Fenômeno universal da experiência humana, quem de nós nunca se viu em meio a um processo inexplicável de repetição?


Como uma espécie de feitiço do tempo nos vemos aprisionados a certas circunstâncias e pessoas que racionalmente julgamos desagradáveis e inadequadas para nossas vidas.


Conhecemos o enredo, os personagens e o final da história, mas mesmo assim estamos lá a repetir e repetir o que inevitavelmente terminará por nos fazer sofrer.

A constatação deste fato, como algo corriqueiro da vida psíquica, costuma trazer bastante descontentamento as pessoas, com a percepção de ser regido ou dominado por forças e aspectos desconhecidos.


Este tipo de repetição pode se apresentar em situações como relacionamentos hostis, empregos em que somos desvalorizados, reações típicas frente a figuras de autoridade, certos tipos de encontros que não compreendemos racionalmente porque mantemos,

pode ser um habito ou comportamentos que tanto desejamos mudar, enfim são inúmeras

as manifestações possíveis neste campo. Mas afinal, porque buscamos o que nos faz sofrer?

A psicanalise estudou com bastante propriedade este conceito nomeado por Freud de compulsão a repetição.

Em suas analises, Freud percebeu que este comportamento não se manifestava apenas em seus pacientes mais adoecidos, mas que ocorria em uma ampla gama de pessoas e situações, mesmo sem a presença de uma psicopatologia.


Aqui cabe um parêntese acerca de uma das grandes contribuições da psicanalise, quando se esforça para apresentar e descrever os tantos fenômenos psíquicos dentro de um espectro de normalidade e com profunda compreensão das contingencias da condição humana.

INFORMAÇÕES DA FONTE:

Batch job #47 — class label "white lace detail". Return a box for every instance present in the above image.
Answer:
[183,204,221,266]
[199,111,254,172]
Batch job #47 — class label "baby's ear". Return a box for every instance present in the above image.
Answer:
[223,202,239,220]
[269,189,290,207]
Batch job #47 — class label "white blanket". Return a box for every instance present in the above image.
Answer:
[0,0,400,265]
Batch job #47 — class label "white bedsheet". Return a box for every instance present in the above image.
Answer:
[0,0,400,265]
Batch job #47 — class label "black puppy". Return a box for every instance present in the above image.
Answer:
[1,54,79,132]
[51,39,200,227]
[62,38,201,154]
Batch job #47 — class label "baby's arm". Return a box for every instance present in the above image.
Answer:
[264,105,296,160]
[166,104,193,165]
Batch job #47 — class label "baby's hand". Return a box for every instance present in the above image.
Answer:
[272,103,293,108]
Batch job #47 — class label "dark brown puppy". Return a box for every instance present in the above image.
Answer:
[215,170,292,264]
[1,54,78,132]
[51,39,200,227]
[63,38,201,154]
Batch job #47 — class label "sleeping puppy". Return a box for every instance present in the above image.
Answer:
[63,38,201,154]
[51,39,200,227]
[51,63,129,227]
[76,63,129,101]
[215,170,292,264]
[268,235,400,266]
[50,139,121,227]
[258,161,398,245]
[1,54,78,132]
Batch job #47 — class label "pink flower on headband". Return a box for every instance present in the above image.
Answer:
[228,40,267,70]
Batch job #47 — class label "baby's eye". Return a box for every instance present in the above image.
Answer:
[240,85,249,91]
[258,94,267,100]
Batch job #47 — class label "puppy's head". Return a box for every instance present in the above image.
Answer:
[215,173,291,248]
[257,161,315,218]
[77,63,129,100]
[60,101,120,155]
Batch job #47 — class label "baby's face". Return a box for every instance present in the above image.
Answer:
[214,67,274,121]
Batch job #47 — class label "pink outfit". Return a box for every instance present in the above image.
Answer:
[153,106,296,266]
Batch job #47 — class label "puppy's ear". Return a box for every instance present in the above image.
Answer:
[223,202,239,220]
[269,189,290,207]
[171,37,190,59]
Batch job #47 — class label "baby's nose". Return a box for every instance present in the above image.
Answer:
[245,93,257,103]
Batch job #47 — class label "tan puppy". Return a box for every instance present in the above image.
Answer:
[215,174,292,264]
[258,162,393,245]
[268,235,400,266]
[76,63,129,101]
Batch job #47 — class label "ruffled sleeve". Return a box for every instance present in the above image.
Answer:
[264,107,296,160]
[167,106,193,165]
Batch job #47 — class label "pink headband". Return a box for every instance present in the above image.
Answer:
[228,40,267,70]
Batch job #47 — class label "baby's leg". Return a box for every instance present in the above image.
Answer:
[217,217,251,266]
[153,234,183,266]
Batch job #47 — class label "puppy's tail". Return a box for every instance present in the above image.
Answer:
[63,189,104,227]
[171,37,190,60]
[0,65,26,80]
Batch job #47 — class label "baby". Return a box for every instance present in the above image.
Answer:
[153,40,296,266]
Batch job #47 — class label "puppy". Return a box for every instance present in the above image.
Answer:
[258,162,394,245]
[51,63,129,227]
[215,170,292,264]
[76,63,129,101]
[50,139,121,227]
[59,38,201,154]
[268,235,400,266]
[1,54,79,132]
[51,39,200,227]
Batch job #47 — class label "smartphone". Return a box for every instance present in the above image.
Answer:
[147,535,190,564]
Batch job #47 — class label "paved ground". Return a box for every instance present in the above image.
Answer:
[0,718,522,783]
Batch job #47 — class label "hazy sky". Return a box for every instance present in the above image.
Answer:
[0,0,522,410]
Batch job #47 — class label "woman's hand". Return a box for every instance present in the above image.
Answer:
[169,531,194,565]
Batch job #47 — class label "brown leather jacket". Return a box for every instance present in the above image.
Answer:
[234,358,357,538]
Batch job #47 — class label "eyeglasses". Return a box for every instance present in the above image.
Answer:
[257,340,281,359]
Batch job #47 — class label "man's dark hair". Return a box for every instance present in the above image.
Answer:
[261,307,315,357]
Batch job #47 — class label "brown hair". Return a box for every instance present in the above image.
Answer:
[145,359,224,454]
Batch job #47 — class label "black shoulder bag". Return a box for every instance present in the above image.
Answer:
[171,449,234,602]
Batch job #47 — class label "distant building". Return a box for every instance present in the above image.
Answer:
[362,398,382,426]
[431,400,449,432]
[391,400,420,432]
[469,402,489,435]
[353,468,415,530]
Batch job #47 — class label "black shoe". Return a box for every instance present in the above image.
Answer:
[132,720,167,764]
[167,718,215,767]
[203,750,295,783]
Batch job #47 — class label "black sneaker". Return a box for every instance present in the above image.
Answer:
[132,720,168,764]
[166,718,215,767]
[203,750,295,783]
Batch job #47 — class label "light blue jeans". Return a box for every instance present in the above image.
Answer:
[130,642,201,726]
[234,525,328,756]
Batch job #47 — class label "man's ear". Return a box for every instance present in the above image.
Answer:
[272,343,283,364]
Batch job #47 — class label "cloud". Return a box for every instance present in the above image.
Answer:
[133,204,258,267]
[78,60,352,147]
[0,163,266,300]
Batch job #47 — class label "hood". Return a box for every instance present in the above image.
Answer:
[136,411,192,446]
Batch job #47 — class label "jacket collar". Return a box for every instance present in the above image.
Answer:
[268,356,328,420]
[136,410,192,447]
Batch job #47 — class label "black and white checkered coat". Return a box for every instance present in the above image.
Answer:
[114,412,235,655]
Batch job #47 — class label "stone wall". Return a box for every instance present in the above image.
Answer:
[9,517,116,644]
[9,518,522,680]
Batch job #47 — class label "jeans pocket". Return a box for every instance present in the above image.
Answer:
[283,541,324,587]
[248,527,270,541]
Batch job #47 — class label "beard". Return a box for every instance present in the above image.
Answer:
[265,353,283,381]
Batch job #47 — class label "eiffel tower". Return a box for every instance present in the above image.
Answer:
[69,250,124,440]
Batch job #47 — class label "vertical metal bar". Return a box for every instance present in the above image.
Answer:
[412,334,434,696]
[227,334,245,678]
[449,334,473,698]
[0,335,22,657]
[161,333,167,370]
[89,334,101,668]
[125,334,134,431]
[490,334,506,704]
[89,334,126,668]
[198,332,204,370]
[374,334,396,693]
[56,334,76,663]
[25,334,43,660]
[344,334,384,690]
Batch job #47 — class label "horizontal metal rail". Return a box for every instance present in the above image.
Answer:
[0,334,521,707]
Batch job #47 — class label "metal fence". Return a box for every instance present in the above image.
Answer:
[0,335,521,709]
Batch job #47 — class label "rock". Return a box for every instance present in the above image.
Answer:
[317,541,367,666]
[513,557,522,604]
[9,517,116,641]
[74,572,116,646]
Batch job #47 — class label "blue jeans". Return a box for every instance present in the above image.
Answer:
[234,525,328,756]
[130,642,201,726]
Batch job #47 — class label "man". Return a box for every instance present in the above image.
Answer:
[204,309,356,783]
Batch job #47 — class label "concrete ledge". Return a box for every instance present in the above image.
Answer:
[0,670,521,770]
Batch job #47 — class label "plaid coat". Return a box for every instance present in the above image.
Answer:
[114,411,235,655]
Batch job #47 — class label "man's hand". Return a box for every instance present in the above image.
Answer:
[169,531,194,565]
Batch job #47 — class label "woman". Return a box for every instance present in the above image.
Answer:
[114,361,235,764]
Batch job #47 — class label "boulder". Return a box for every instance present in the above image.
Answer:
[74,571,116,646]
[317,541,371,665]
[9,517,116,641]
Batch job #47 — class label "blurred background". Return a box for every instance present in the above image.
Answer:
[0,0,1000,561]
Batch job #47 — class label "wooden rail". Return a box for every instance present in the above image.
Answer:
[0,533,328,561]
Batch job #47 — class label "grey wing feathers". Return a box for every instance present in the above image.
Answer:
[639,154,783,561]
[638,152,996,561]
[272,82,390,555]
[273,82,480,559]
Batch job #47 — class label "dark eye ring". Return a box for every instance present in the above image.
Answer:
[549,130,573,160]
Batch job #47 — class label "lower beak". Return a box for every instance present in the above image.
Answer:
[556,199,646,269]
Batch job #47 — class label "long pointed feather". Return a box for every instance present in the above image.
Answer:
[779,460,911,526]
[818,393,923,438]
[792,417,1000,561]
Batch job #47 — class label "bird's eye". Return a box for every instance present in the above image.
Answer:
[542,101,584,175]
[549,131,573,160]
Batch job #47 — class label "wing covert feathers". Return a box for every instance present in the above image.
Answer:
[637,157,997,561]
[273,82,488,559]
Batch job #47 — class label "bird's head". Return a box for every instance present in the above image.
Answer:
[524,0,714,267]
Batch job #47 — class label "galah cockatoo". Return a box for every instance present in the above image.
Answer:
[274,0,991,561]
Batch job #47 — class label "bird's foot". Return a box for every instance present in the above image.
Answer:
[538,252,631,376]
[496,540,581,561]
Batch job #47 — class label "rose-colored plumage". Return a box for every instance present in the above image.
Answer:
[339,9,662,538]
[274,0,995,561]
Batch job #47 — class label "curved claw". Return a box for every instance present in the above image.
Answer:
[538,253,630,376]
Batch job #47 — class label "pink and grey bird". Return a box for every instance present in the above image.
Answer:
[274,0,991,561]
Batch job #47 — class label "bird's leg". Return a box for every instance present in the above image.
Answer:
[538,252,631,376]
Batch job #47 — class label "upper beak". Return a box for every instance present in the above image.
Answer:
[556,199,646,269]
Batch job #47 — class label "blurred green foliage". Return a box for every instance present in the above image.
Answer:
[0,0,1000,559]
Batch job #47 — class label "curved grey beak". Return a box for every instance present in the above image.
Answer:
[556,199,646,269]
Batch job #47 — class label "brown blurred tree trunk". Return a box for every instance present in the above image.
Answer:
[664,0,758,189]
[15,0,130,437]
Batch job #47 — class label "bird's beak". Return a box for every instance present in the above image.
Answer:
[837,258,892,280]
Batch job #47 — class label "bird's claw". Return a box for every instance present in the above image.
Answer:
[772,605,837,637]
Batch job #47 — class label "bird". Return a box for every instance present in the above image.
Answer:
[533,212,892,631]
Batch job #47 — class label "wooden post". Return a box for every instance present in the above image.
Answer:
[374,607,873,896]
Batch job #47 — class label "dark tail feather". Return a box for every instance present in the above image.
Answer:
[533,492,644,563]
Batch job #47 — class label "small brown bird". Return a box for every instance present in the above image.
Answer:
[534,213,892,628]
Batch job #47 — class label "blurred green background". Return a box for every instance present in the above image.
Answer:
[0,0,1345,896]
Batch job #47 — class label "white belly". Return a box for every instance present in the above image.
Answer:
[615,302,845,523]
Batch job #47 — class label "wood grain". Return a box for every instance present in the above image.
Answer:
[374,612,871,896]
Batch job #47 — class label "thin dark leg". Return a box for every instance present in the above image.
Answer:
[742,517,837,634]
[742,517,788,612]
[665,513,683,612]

SOBRE O EXERCÍCIO: Extraia do texto sobre a compulsão à repetição o trecho que vai de "A constatação deste" até "nos faz sofrer?", copiando-o sem nenhuma alteração. A listagem é um material à parte, separado do texto sobre a compulsão à repetição.

RESPOSTA AO EXERCÍCIO:
A constatação deste fato, como algo corriqueiro da vida psíquica, costuma trazer bastante descontentamento as pessoas, com a percepção de ser regido ou dominado por forças e aspectos desconhecidos.


Este tipo de repetição pode se apresentar em situações como relacionamentos hostis, empregos em que somos desvalorizados, reações típicas frente a figuras de autoridade, certos tipos de encontros que não compreendemos racionalmente porque mantemos,

pode ser um habito ou comportamentos que tanto desejamos mudar, enfim são inúmeras

as manifestações possíveis neste campo. Mas afinal, porque buscamos o que nos faz sofrer?